(TEXT begins)

Training ground to tennis greats and home to civil rights activist could become historic landmark

WILMINGTON, N.C. (WECT) – The Dr. Hubert Eaton House at 1406 Orange Street and 213 S 14th Street could be officially designated as a historic local landmark given approval by the Wilmington City Council. The ordinance to approve the designation will be considered at their meeting on Tuesday, Sept. 20.

The property was given a placard from the Historic Wilmington Foundation in December of 2020, and now the Historic Preservation Commission is recommending the local landmark designation. The proposal also comes with a strong recommendation from the city’s planning staff based on its alignment with the city’s historic preservation guidelines.

The City’s Commission of African American History wrote a report about the significance of the property for the current property owners, Lendward (Lenny) and JoAnn Simpson. The following details come from that report.

The Decover House, as it was called when it was built in 1903 on Orange Street, sits right next to a regulation-size tennis court on 213 S 14th Street. Dr. Hubert Eaton and his wife Celeste Eaton bought the house in 1945. Dr. Eaton was the first African American physician at New Hanover Medical Center, and he spent years fighting to integrate sports, healthcare and education.

Dr. Eaton’s efforts led to the desegregation of New Hanover County Schools, the Municipal Golf Course of Wilmington, the New Hanover County Library and the James Walker Memorial Hospital. He eventually served on the Board of Trustees for what is now Cape Fear Community College and the University of North Carolina Wilmington.

Dr. Eaton was a successful tennis player as well: being the first African American to win the North Carolina Interscholastic Tennis Championship in 1932 at 15 years old. With George Stewart, he won American Tennis Association Men’s Doubles Championships in 1946, 1948, 1949 and 1951.

(TEXT ends)
(INFORMATION SHOWN begins)

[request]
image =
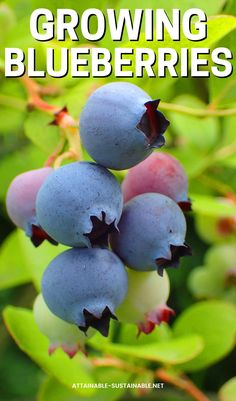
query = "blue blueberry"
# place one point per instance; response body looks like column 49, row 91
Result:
column 120, row 125
column 151, row 233
column 85, row 286
column 79, row 204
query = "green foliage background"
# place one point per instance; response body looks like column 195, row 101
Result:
column 200, row 341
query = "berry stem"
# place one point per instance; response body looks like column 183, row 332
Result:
column 207, row 112
column 182, row 383
column 62, row 118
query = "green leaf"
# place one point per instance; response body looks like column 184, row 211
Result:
column 228, row 390
column 212, row 206
column 210, row 281
column 21, row 325
column 202, row 133
column 173, row 352
column 51, row 390
column 40, row 132
column 215, row 322
column 217, row 27
column 13, row 267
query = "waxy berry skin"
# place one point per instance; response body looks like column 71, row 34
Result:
column 21, row 199
column 85, row 286
column 79, row 204
column 120, row 125
column 160, row 173
column 60, row 333
column 151, row 233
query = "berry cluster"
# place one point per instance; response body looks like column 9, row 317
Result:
column 80, row 205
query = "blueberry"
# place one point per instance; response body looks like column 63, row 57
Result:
column 20, row 202
column 85, row 286
column 151, row 233
column 60, row 333
column 160, row 173
column 145, row 302
column 79, row 204
column 120, row 125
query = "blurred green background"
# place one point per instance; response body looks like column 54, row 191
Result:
column 203, row 290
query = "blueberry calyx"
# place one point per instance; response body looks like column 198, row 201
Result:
column 99, row 323
column 38, row 235
column 185, row 206
column 153, row 124
column 176, row 253
column 98, row 236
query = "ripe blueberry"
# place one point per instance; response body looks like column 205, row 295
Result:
column 85, row 286
column 145, row 302
column 60, row 333
column 20, row 202
column 120, row 125
column 151, row 233
column 79, row 204
column 159, row 173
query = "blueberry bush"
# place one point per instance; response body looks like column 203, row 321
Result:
column 96, row 221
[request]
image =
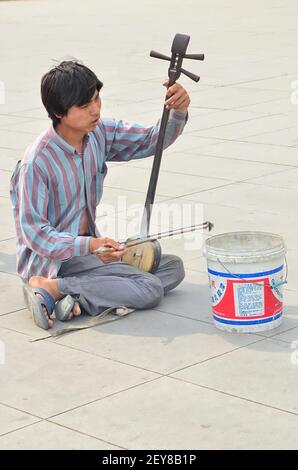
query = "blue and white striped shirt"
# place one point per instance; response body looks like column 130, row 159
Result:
column 53, row 184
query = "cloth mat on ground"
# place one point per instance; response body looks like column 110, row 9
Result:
column 84, row 321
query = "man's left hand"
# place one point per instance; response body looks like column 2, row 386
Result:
column 178, row 98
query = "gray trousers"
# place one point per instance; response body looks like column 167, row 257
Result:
column 99, row 286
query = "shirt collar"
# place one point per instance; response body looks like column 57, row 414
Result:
column 63, row 144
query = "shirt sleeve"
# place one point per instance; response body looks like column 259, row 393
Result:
column 131, row 141
column 34, row 226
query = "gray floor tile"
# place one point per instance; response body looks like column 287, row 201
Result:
column 51, row 378
column 167, row 414
column 262, row 372
column 156, row 341
column 49, row 436
column 11, row 297
column 214, row 167
column 254, row 152
column 169, row 184
column 12, row 419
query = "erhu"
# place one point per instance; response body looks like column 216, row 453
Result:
column 144, row 251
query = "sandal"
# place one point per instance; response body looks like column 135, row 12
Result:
column 63, row 307
column 36, row 305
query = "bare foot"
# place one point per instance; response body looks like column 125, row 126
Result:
column 50, row 287
column 76, row 309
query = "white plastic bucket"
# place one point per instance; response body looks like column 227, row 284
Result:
column 246, row 275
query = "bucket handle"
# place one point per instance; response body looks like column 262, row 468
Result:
column 272, row 286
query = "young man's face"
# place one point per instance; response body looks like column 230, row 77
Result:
column 83, row 118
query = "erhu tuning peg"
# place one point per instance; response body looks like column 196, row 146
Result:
column 157, row 55
column 191, row 75
column 194, row 56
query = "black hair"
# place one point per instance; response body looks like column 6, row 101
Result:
column 68, row 84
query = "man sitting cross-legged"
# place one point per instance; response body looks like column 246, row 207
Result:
column 55, row 190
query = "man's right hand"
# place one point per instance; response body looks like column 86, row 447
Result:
column 110, row 256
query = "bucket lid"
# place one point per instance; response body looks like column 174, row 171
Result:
column 244, row 247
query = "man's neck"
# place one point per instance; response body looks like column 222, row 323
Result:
column 73, row 138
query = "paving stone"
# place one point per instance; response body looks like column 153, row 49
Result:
column 49, row 436
column 12, row 419
column 52, row 378
column 179, row 415
column 262, row 372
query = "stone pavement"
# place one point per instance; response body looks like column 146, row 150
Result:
column 164, row 378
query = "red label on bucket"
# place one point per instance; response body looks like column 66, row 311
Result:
column 246, row 296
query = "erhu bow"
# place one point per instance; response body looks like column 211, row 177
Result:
column 144, row 251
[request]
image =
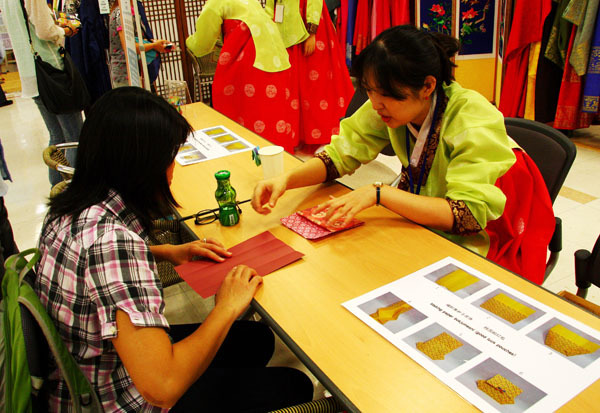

(INFORMATION SHOWN ends)

## WORK REQUEST
Proceed with the article on the Dr. Hubert Eaton House, picking up after its last sentence. The items are separate material and have no connection to the text.

## RESPONSE
Althea Gibson was born to cotton farm sharecroppers in South Carolina in 1927. At 12 years old, she became a paddle tennis champion in a Police Athletic League tournament in 1939. She started playing tennis and won the ATA New York State Championship in 1940 and two other ATA titles in 1944 and 1945. The next year, Dr. Eaton noticed Gibson at a tournament and brought her to Wilmington to live with his family and gain an education.

She, Dr. Eaton and Robert Johnson practiced together on the property’s tennis court. She becomes the first African American accepted into the United States Lawn Tennis Association in 1951 and then won the 1956 French Open, the 1957-58 Wimbledon Championships and the 1957-58 U.S. Open. She won 11 Grand slam tournaments and has been inducted into the International Tennis Hall of Fame, the Black Athletes Hall of Fame and the Women’s Sports Hall of Fame.

Current owner Lenny Simpson was a tennis legend himself, growing up next door to the Eaton family and Robert Johnson. He was the youngest man to play in what is now the US Open in 1964, and he won the ATA National Mixed Doubles title four times in a row from 1967 to 1970. In 2013, he founded the One Love Tennis Program to mentor at-risk youth in academics and athletics.